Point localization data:
════════════════

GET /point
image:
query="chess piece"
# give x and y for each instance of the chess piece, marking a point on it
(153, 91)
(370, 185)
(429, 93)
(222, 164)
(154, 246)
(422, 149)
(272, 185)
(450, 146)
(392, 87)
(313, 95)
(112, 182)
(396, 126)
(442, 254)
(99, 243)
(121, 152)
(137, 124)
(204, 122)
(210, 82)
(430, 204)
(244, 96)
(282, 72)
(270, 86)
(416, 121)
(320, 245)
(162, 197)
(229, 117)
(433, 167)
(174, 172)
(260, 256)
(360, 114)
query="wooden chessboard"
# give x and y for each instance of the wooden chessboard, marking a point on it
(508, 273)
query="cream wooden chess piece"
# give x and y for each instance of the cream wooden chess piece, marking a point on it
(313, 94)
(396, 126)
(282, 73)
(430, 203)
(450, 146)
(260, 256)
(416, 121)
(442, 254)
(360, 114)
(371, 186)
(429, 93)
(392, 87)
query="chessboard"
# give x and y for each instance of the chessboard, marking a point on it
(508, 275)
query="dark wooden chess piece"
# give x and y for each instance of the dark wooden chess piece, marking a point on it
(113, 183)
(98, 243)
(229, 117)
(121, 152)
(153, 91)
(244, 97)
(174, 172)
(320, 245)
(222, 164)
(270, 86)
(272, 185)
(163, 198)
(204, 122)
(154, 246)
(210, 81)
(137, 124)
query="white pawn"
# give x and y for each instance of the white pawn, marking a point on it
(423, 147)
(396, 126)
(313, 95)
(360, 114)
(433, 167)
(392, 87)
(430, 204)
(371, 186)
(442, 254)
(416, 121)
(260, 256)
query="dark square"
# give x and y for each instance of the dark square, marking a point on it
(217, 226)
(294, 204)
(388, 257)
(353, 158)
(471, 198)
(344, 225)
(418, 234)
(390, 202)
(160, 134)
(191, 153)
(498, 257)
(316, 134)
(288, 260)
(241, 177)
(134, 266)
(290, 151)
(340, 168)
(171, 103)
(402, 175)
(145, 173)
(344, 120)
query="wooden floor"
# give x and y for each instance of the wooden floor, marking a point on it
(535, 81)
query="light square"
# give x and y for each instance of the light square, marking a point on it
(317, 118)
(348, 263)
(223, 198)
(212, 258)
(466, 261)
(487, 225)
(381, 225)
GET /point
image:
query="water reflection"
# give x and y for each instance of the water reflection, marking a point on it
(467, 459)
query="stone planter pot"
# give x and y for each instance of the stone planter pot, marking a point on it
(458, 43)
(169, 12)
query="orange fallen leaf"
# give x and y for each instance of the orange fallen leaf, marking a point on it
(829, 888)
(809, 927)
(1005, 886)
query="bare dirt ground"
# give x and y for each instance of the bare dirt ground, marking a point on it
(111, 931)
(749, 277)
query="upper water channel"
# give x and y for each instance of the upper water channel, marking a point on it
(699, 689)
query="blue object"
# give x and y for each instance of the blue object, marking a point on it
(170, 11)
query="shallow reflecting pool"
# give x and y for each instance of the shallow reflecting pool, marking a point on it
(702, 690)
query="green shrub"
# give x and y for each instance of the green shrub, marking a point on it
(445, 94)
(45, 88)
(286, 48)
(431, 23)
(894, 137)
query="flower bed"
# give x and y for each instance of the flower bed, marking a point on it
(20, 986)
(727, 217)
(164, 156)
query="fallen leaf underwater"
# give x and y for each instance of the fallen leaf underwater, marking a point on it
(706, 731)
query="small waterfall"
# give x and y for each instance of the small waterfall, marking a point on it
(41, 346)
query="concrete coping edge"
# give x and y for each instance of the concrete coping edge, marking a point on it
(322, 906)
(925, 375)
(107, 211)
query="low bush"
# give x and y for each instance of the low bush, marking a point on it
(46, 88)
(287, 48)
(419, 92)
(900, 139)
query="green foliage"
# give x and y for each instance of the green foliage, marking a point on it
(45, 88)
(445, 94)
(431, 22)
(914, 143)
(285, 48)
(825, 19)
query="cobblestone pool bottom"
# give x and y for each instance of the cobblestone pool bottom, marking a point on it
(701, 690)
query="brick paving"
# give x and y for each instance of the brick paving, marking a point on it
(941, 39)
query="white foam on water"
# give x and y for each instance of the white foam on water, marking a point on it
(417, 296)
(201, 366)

════════════════

→ WORK INSTRUCTIONS: Whatever is in the entries above, write it out exactly.

→ FINISHED EXERCISE:
GET /point
image:
query="chess piece"
# give x and y for each instance of the chess piece, marking a point on it
(153, 91)
(370, 185)
(429, 93)
(222, 164)
(154, 246)
(422, 149)
(272, 185)
(450, 146)
(392, 87)
(313, 95)
(112, 182)
(396, 126)
(442, 254)
(99, 243)
(121, 152)
(137, 124)
(204, 122)
(210, 82)
(430, 204)
(244, 96)
(282, 72)
(270, 86)
(416, 121)
(320, 245)
(162, 197)
(229, 117)
(433, 167)
(174, 172)
(260, 256)
(360, 114)
query="wooden chessboard"
# give x and y for each instance of the wooden chessboard, marking a point on it
(508, 273)
query="cream wooden chess piece"
# give x and y for each instance of the cream wooden chess piece, marking a point on it
(313, 94)
(396, 126)
(282, 73)
(430, 203)
(450, 146)
(260, 256)
(416, 121)
(442, 254)
(360, 114)
(371, 186)
(429, 93)
(392, 87)
query="chessboard"
# give x and y for each instance of the chessboard, marking a point on it
(508, 275)
query="dark wooden chess piece"
# give x and y for each instance of the dark wooden chess piece, marking a point on it
(113, 183)
(98, 243)
(229, 117)
(121, 152)
(153, 91)
(244, 97)
(174, 172)
(320, 245)
(222, 164)
(270, 86)
(272, 185)
(163, 198)
(204, 122)
(154, 246)
(210, 81)
(137, 124)
query="white pawn"
# give x and y for each instance of the white pawn, marking a point on it
(423, 147)
(396, 126)
(313, 95)
(360, 114)
(433, 167)
(392, 87)
(430, 204)
(371, 186)
(442, 254)
(416, 121)
(260, 256)
query="dark square"
# give x and y for each instance of the dark square, marking a point on it
(217, 226)
(294, 204)
(388, 257)
(353, 158)
(471, 198)
(344, 225)
(418, 234)
(390, 202)
(160, 134)
(191, 153)
(498, 257)
(316, 134)
(288, 260)
(241, 177)
(134, 266)
(290, 151)
(340, 168)
(171, 103)
(402, 175)
(145, 173)
(344, 120)
query="wooden floor"
# give x and y for each instance of the wooden floor, marking a point on it
(535, 81)
query="light square"
# give x and y for each instance of the light square, marking a point on it
(317, 118)
(348, 263)
(223, 198)
(212, 258)
(466, 261)
(487, 225)
(381, 225)
GET /point
image:
query="water reflection"
# give x and y for each instance of the water reflection, marking a point on it
(467, 459)
query="stone planter pot"
# give x and y for each instance of the stone planter pot, marking a point on it
(458, 43)
(169, 12)
query="orange fallen leaf"
# give x and y for each instance of the orange fallen leaf, marking a point on it
(829, 888)
(809, 927)
(1005, 886)
query="bare dirt ground"
# give x and y for each instance of the bare dirt ground, marking a point on it
(111, 931)
(749, 277)
query="upper water channel"
# give x and y for each instance of the upper water channel, marking a point on it
(699, 689)
query="blue object"
# give x and y for each instance of the blue object, marking a point on it
(170, 11)
query="shallow reflecting pool"
# give x and y for each instance of the shallow reflecting pool, marking a point on it
(702, 690)
query="green shrub"
# give x and y for each instance of the green shrub, marking a point on it
(445, 94)
(45, 88)
(286, 48)
(431, 23)
(894, 137)
query="flower bed"
# give x and y for each instance of the flower bed, marking a point on it
(20, 986)
(727, 217)
(164, 156)
query="fallen leaf underwater"
# give x and y for each instance of the fallen leaf underwater, marking a point on it
(706, 731)
query="small waterfall"
# give x and y for each instance of the small waterfall, marking a point on it
(41, 346)
query="concrete coping edge"
# give x and y for each instance of the concrete coping edge, marking a point on it
(322, 906)
(925, 375)
(107, 211)
query="low bush"
# give x and y for each instance of the low bush, marking a point on it
(46, 88)
(287, 48)
(419, 92)
(900, 139)
query="green foliage"
# give x and y for each instance of the green foliage, marking a point on it
(45, 88)
(445, 94)
(431, 22)
(914, 143)
(285, 48)
(825, 19)
query="cobblestone pool bottom"
# give x and y for each instance of the cobblestone pool bottom, marking a point on it
(701, 690)
query="brick paving"
# give x and y for each instance of the brick paving, marking a point on it
(941, 39)
query="white foam on water"
# give x and y for each instance of the white foam on water, marking a point on it
(417, 296)
(201, 366)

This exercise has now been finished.